[Saved entries]
[Start of section]

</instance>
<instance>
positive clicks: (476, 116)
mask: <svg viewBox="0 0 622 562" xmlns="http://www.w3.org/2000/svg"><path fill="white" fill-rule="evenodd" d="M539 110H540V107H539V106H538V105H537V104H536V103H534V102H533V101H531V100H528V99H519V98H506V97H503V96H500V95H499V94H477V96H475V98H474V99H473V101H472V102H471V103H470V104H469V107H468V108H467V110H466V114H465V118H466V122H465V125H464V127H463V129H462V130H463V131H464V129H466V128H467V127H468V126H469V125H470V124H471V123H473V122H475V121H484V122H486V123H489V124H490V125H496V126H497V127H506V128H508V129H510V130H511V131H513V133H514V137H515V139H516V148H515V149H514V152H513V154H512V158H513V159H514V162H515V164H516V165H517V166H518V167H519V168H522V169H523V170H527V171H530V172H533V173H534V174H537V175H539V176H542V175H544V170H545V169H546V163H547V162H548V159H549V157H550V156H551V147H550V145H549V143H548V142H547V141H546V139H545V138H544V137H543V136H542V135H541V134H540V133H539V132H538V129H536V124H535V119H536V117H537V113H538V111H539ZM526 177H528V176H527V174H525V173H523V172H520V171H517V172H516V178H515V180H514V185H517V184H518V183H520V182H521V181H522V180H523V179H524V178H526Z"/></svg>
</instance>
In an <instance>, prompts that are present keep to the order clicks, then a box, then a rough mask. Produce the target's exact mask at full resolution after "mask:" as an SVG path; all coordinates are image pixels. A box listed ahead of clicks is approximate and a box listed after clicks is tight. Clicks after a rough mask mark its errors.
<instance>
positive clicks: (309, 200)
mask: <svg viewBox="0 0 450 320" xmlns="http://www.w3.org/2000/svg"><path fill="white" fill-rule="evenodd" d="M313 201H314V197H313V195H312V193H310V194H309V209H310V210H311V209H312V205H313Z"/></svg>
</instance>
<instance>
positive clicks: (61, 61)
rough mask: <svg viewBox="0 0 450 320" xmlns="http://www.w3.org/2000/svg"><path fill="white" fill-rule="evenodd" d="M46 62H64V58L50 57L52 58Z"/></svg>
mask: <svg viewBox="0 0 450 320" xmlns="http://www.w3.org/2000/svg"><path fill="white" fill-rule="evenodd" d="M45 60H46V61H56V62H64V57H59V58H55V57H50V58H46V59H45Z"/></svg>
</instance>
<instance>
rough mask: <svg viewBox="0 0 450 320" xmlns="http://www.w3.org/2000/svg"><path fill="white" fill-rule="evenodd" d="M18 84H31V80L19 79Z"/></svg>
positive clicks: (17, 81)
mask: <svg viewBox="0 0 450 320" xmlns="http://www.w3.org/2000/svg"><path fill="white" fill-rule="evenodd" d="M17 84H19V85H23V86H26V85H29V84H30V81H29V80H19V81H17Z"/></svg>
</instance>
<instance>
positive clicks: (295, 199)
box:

[End of section]

What you have to do.
How many lines in the rows above contain the word "positive", with case counting? Reply with the number alone.

Solution.
5